TASK DETAILS:
Make an exact copy of the entries below with the pictures removed.

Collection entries
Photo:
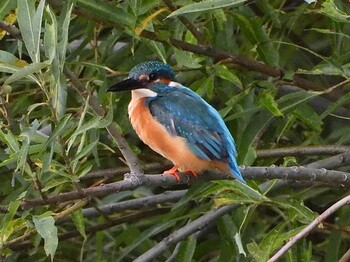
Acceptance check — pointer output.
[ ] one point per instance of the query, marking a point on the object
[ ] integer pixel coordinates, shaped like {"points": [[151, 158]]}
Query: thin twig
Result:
{"points": [[302, 151], [331, 162], [184, 232], [344, 201], [249, 64], [193, 29], [330, 177], [139, 203]]}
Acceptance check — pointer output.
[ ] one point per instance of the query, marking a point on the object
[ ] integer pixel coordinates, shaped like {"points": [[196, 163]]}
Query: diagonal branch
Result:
{"points": [[193, 29], [302, 151], [329, 177], [184, 232], [344, 201]]}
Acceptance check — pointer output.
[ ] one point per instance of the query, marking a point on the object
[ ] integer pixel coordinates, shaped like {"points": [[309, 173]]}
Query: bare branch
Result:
{"points": [[130, 182], [344, 201], [138, 203], [331, 162], [184, 232], [302, 151]]}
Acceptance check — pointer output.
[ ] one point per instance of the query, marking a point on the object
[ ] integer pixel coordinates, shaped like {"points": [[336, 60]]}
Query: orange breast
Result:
{"points": [[156, 137]]}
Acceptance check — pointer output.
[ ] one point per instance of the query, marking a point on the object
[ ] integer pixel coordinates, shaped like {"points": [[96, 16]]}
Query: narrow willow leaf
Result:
{"points": [[86, 150], [5, 8], [308, 116], [53, 183], [332, 11], [50, 36], [106, 11], [93, 123], [186, 250], [267, 99], [27, 72], [147, 234], [148, 20], [8, 58], [11, 212], [29, 21], [230, 233], [10, 140], [60, 127], [46, 228], [63, 31], [26, 136], [206, 5], [256, 35]]}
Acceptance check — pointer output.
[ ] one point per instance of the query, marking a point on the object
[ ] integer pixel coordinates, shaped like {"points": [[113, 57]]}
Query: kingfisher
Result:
{"points": [[177, 123]]}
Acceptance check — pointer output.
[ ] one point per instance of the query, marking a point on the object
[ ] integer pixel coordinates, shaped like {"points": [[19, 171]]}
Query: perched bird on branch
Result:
{"points": [[177, 123]]}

CORRECT RESULT:
Photo:
Acceptance check — pointer output.
[ ] one point per instance of the query, marking a point on the object
[ ] integer pixel coordinates, shaped like {"points": [[151, 158]]}
Query: thin twig
Result:
{"points": [[302, 151], [331, 162], [184, 232], [344, 201], [249, 64], [193, 29], [330, 177], [139, 203]]}
Acceptance check — pointer output.
[ ] one point per instance of the query, marking a point on the object
[ ] integer pixel coordinates, shaped like {"points": [[196, 163]]}
Query: diagonal branch
Result:
{"points": [[193, 29], [302, 151], [329, 177], [184, 232], [344, 201]]}
Acceptance check — pointer output.
[ ] one point per instance of the query, marking a point on the object
[ ] integer pixel coordinates, shaped like {"points": [[309, 173]]}
Query: bare branch
Result:
{"points": [[130, 182], [344, 201], [138, 203], [331, 162], [184, 232], [302, 151]]}
Acceptance check — pointer output.
[ ] one point per instance of the query, marking a point on the object
[ ] integer pixel coordinates, shaped like {"points": [[336, 60]]}
Query: orange breast
Result:
{"points": [[156, 137]]}
Acceptance check — pointer output.
[ ] one point per instance of the query, marking a point on the object
[ ] integer pixel coordinates, shaped like {"points": [[96, 16]]}
Query: narrow willow leaf
Result:
{"points": [[86, 150], [5, 8], [308, 116], [53, 183], [332, 11], [50, 36], [106, 11], [93, 123], [186, 250], [267, 99], [27, 72], [147, 234], [148, 20], [8, 58], [11, 212], [29, 21], [230, 233], [10, 140], [60, 127], [46, 228], [63, 31], [26, 136], [206, 5], [256, 35]]}
Acceptance check — pointer output.
[ ] one point per instance of the query, marking a point on the object
[ ] integer pixel coordinates, shaped like {"points": [[113, 57]]}
Query: kingfisher
Result:
{"points": [[177, 123]]}
Acceptance check — pointer output.
[ ] one point per instance of the query, marking a point on the object
[ ] integer pixel coordinates, shaped like {"points": [[19, 171]]}
Query: perched bird on branch
Result:
{"points": [[177, 123]]}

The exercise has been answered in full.